2

I'm currently preparing some logged items into a JSON serialized format.

I am attempting to do this via Django's built-in ORM, utilising annotations and aggregations.

I'm trying to replicate the following structure per each of these "logged items":

...
{
    "count": 20,
    "metric-type": "total-dataset-requests",
    "access-method": "regular",
    "country-counts": {
        "au": 6,
        "jp": 1,
        "us": 13
    }
}
...

I've currently built this queryset from my own knowledge:

metrics = LoggedItem.objects.filter(
    identifier=record['identifier'],
    hit_type='investigations',
    is_machine=False,
    is_robot=False
).values(
    'identifier', 'country'
).annotate(
    count=models.Count('identifier'),
    metric_type=models.Value("total-dataset-requests", output_field=models.CharField()),
    access_method=models.Value("regular", output_field=models.CharField())
)

This gives me a <Queryset []> as follows:

<QuerySet [{'identifier': '10.80519/954e-4db4', 'country': 'fr', 'count': 1, 'metric_type': 'total-dataset-requests', 'access_method': 'regular'}, {'identifier': '10.80519/954e-4db4', 'country': 'gb', 'count': 5, 'metric_type': 'total-dataset-requests', 'access_method': 'regular'}]>

As you can see, I have all of the data I need for mimicking the above data stucture. But in a sightly obscure format ... I can go in a clean this up with Python, from a values_list() or iterator(), but I'd like to do most of the heavy lifting on the database layer via the ORM.

So I guess my question is, how could I replicate the kid of aggregation as shown in the JSON structure as an ORM query...?

FYI: It would likely be useful to know The full LogItem from models.py:

class LogItem(models.Model):
    ....

    id = models.AutoField(_('ID'), primary_key=True)

    session_id = models.TextField(_('Session ID'), default='')

    doubleclick_id = models.TextField(_('Doubleclick ID'), default='')

    event = models.DateTimeField(_('Event Recorded At'), default=now, blank=True)
# # # # #
WHAT YOU SHOULD DO:
Answer these questions about the Django post.
(a) What value does "metric-type" take in the JSON structure the poster wants to replicate?
(b) Which two field names are passed to values() in the queryset?
(c) What count does the QuerySet output show for the country 'gb'?

SOURCE EXCERPT:
# # # # #
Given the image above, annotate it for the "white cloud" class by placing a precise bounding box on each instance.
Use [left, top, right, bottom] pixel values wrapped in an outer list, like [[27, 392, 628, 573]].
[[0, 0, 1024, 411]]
# # # # #
SOLUTION:
(a) "total-dataset-requests"
(b) 'identifier' and 'country'
(c) 5